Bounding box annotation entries
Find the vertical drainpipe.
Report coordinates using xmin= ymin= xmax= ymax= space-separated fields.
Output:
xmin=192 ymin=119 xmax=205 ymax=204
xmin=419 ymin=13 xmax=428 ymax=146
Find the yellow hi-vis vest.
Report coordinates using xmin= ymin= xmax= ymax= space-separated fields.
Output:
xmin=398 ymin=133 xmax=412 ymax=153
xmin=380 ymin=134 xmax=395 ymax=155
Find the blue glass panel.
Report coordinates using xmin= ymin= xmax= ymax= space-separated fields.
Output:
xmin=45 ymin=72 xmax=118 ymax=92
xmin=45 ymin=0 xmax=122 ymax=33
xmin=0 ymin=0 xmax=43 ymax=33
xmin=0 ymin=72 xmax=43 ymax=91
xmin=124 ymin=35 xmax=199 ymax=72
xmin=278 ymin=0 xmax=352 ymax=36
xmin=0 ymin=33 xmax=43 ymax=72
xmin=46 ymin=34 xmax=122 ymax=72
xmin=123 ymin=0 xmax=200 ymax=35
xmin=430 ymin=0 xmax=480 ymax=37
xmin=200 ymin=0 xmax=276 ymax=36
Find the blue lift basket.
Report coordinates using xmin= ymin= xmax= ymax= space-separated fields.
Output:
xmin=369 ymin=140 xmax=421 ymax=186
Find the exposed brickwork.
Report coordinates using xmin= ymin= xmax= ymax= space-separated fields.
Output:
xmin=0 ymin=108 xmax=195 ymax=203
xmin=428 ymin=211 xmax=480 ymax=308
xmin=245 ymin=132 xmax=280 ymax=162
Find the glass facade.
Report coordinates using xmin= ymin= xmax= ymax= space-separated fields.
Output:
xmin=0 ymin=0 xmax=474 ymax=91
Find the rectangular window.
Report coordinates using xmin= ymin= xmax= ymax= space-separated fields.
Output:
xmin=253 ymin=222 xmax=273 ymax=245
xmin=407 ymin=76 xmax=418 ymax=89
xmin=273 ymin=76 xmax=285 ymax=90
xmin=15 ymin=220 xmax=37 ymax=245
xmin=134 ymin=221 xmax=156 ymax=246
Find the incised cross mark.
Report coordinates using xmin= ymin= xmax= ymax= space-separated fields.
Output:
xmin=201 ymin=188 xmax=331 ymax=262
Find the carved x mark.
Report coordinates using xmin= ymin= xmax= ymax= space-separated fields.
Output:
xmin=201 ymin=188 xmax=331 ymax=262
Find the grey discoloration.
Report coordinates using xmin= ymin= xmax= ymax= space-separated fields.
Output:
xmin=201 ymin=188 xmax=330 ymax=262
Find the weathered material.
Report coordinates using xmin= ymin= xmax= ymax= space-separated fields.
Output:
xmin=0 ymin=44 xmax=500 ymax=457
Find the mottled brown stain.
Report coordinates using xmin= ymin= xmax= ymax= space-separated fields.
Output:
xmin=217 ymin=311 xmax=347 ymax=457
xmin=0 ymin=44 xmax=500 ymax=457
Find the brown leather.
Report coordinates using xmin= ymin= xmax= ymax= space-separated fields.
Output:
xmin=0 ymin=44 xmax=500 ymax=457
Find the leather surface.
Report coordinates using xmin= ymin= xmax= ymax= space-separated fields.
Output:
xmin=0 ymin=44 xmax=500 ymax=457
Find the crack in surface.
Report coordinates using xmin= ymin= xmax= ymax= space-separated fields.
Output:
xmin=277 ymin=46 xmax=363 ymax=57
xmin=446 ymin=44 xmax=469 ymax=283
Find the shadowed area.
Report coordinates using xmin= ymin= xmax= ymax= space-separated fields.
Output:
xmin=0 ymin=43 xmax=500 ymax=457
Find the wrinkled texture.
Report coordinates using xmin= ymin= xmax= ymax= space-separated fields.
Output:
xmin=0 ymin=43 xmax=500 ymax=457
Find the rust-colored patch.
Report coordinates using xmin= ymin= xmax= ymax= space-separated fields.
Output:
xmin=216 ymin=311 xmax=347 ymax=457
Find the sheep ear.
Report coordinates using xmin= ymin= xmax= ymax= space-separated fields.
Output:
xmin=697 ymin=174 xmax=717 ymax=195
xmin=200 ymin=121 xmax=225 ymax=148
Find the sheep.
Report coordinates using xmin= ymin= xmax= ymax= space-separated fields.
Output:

PROMPT: Repeat the whole listing above word for word, from the first line to the last.

CORRECT RESULT:
Find the vertical drainpipe.
Report coordinates using xmin= ymin= xmax= ymax= space-separated fields.
Output:
xmin=192 ymin=119 xmax=205 ymax=204
xmin=419 ymin=13 xmax=428 ymax=146
Find the yellow hi-vis vest.
Report coordinates using xmin= ymin= xmax= ymax= space-separated fields.
Output:
xmin=398 ymin=133 xmax=412 ymax=153
xmin=380 ymin=134 xmax=395 ymax=155
Find the blue glass panel.
Report coordinates using xmin= ymin= xmax= ymax= space-separated fields.
Output:
xmin=45 ymin=72 xmax=118 ymax=92
xmin=45 ymin=0 xmax=122 ymax=33
xmin=0 ymin=0 xmax=43 ymax=33
xmin=0 ymin=72 xmax=43 ymax=91
xmin=124 ymin=35 xmax=199 ymax=72
xmin=278 ymin=0 xmax=352 ymax=36
xmin=0 ymin=33 xmax=43 ymax=72
xmin=46 ymin=34 xmax=122 ymax=72
xmin=123 ymin=0 xmax=200 ymax=35
xmin=430 ymin=0 xmax=480 ymax=37
xmin=200 ymin=0 xmax=276 ymax=36
Find the blue lift basket.
Report coordinates using xmin= ymin= xmax= ymax= space-separated fields.
Output:
xmin=369 ymin=140 xmax=421 ymax=186
Find the exposed brickwork.
Report coordinates using xmin= ymin= xmax= ymax= space-separated fields.
Output:
xmin=0 ymin=108 xmax=195 ymax=203
xmin=428 ymin=211 xmax=480 ymax=308
xmin=245 ymin=132 xmax=280 ymax=162
Find the glass facade.
Report coordinates using xmin= ymin= xmax= ymax= space-separated fields.
Output:
xmin=0 ymin=0 xmax=474 ymax=91
Find the rectangular window.
Report coordinates using xmin= ymin= xmax= ymax= space-separated fields.
Output:
xmin=253 ymin=222 xmax=273 ymax=245
xmin=407 ymin=76 xmax=418 ymax=89
xmin=273 ymin=76 xmax=285 ymax=90
xmin=15 ymin=220 xmax=37 ymax=245
xmin=134 ymin=221 xmax=156 ymax=246
Find the incised cross mark.
Report coordinates using xmin= ymin= xmax= ymax= space-separated fields.
Output:
xmin=201 ymin=188 xmax=331 ymax=262
Find the carved x mark.
Report coordinates using xmin= ymin= xmax= ymax= space-separated fields.
Output:
xmin=201 ymin=188 xmax=331 ymax=262
Find the grey discoloration.
Report coordinates using xmin= ymin= xmax= ymax= space-separated fields.
Output:
xmin=201 ymin=188 xmax=330 ymax=262
Find the weathered material.
Report coordinates using xmin= ymin= xmax= ymax= space-separated fields.
Output:
xmin=0 ymin=44 xmax=500 ymax=457
Find the mottled brown stain.
Report coordinates using xmin= ymin= xmax= ymax= space-separated fields.
Output:
xmin=217 ymin=311 xmax=347 ymax=457
xmin=0 ymin=44 xmax=500 ymax=457
Find the brown leather.
Report coordinates using xmin= ymin= xmax= ymax= space-separated fields.
Output:
xmin=0 ymin=44 xmax=500 ymax=457
Find the leather surface.
Report coordinates using xmin= ymin= xmax= ymax= space-separated fields.
Output:
xmin=0 ymin=44 xmax=500 ymax=457
Find the crack in surface.
Report coordinates using xmin= ymin= xmax= ymax= space-separated fields.
Output:
xmin=277 ymin=46 xmax=363 ymax=57
xmin=446 ymin=44 xmax=469 ymax=283
Find the shadowed area.
Report coordinates using xmin= ymin= xmax= ymax= space-separated fields.
Output:
xmin=0 ymin=43 xmax=500 ymax=457
Find the wrinkled texture.
Report coordinates using xmin= ymin= xmax= ymax= space-separated fields.
Output:
xmin=0 ymin=43 xmax=500 ymax=457
Find the rust-colored patch.
Report coordinates using xmin= ymin= xmax= ymax= space-separated fields.
Output:
xmin=216 ymin=311 xmax=347 ymax=457
Find the sheep ear.
Report coordinates using xmin= ymin= xmax= ymax= space-separated fields.
Output:
xmin=697 ymin=174 xmax=717 ymax=195
xmin=200 ymin=121 xmax=225 ymax=148
Find the sheep.
Report coordinates using xmin= ymin= xmax= ymax= space-separated fields.
Output:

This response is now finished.